» **DOCUMENT TEXT**:

..............................

Imagine you’ve built an LLM that rivals GPT-4. Some customers love it out of the box, but others want to fine-tune it for their specific tasks. Since the base model is massive, you’d naturally offer a LoRA-based fine-tuning service. Over time, you’ll be managing thousands or even millions of fine-tuned models. If you had done this with full fine-tuning, you’d have to maintain a separate GPT-4-sized model for each variant. With LoRA, you just keep the single base model and ship tiny task-specific LoRA weights on demand. Much cheaper, much cleaner.
Disadvantages of LoRA
Of course, there are trade-offs.
Because LoRA adds extra weight matrices on top of the pre-trained model, it can consume a bit more memory and slightly slow down inference. The model has to compute through both the LoRA weights and the original weights before merging the results.
That said, in practice, LoRA weights are so small compared to the base model that the overhead is usually negligible.
LoRA weights are an adaptation of the pre-trained weights. That means if the base model changes, all your LoRA weights need to be retrained. The more fine-tuned models you’ve built, the more retraining you’ll face. This dependency can be painful at large scale.

..............................

» **WHAT TO WORK ON**:
a. In the LoRA text, take the part that opens with the words containing "Disadvantages of LoRA" and closes with "merging the results.", and write it out again with "trade-offs" swapped for "drawbacks".
b. Answer these questions from the LoRA text.
(i) With LoRA, what single model do you keep in place of a separate model for each variant?
(ii) What must happen to all your LoRA weights if the base model changes?
(iii) Why is the extra overhead from LoRA usually negligible in practice?
Use only the LoRA text for what follows.

» **RECORDED DATA**:
..............................

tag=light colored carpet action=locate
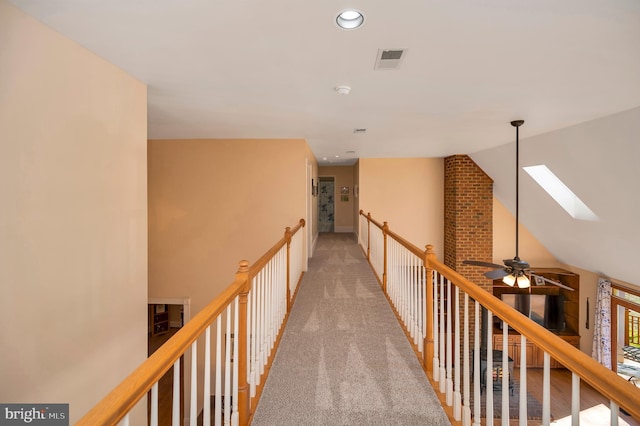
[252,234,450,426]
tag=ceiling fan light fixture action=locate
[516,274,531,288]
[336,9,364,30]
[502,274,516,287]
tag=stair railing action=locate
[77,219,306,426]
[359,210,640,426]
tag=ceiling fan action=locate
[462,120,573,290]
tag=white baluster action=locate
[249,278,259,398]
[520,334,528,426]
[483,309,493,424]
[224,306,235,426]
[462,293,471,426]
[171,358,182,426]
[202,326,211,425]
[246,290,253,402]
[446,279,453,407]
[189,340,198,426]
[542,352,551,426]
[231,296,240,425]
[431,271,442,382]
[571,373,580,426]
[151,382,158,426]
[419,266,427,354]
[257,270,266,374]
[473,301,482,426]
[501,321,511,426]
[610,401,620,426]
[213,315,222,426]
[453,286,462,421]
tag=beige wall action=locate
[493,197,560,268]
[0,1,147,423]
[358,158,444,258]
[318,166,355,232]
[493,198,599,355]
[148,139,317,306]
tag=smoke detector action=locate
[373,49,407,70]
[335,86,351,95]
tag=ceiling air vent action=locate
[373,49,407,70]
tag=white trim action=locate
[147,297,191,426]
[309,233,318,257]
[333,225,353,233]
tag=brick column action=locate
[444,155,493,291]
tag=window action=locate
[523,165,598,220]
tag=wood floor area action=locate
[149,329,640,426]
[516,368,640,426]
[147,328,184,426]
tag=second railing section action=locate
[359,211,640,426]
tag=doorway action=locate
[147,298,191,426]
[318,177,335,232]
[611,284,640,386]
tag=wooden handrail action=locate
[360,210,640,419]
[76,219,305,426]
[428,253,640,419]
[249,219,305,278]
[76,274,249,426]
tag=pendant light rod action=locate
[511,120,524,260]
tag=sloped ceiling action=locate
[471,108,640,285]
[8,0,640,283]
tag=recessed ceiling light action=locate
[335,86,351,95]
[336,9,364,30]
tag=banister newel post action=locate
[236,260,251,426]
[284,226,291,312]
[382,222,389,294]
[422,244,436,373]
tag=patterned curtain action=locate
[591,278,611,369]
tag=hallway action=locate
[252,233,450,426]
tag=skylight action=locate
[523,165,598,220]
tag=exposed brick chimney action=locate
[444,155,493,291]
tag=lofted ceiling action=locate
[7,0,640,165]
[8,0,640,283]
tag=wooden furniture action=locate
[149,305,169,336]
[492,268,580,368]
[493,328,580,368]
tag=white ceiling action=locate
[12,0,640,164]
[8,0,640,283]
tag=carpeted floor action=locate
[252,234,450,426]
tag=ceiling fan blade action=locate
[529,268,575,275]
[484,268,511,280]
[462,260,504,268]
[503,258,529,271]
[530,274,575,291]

..............................

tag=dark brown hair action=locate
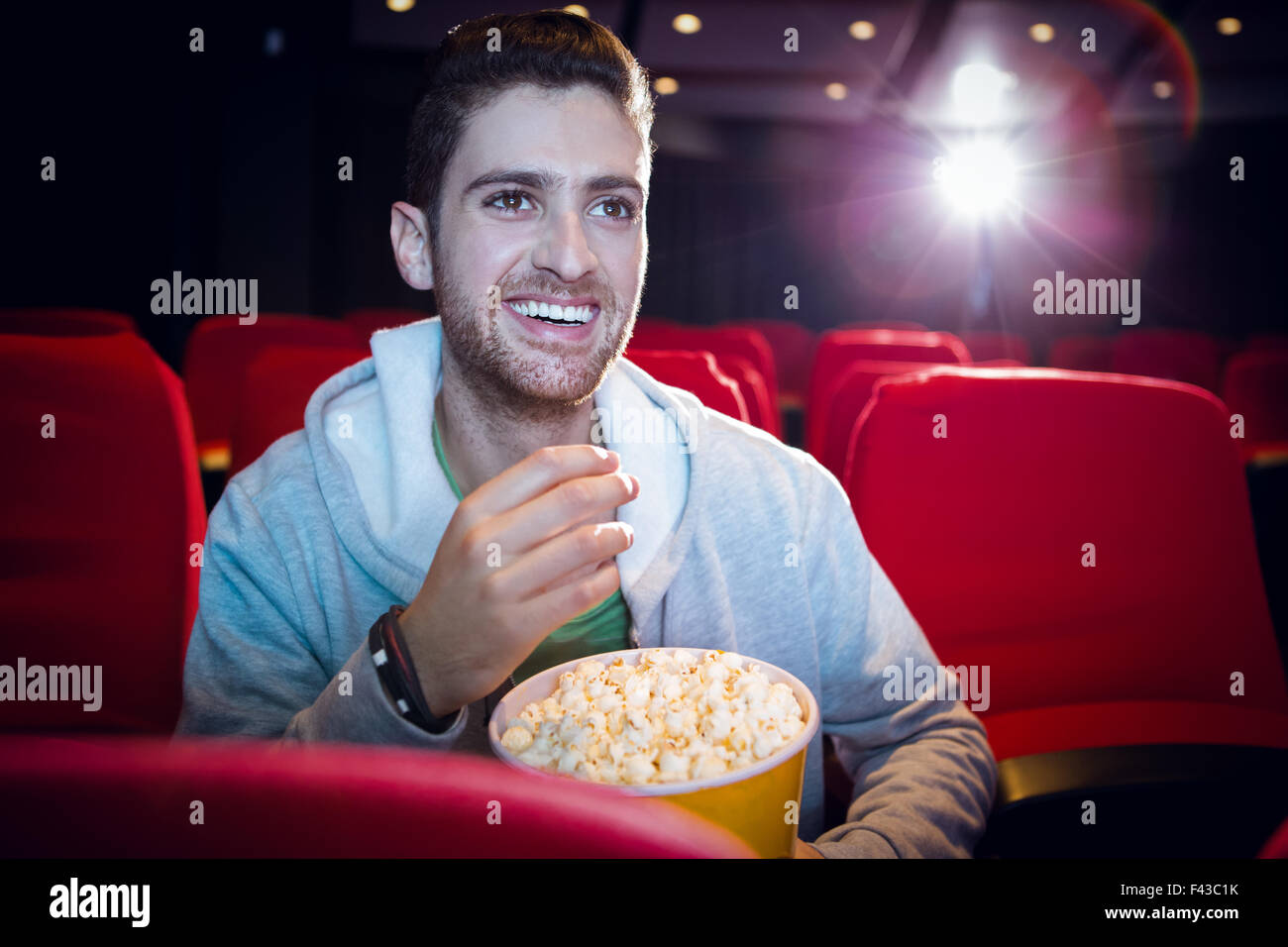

..............................

» **ANSWERS FOR THIS EXERCISE**:
a.
Disadvantages of LoRA
Of course, there are drawbacks.
Because LoRA adds extra weight matrices on top of the pre-trained model, it can consume a bit more memory and slightly slow down inference. The model has to compute through both the LoRA weights and the original weights before merging the results.

b.
(i) The single base model.
(ii) They need to be retrained.
(iii) LoRA weights are so small compared to the base model.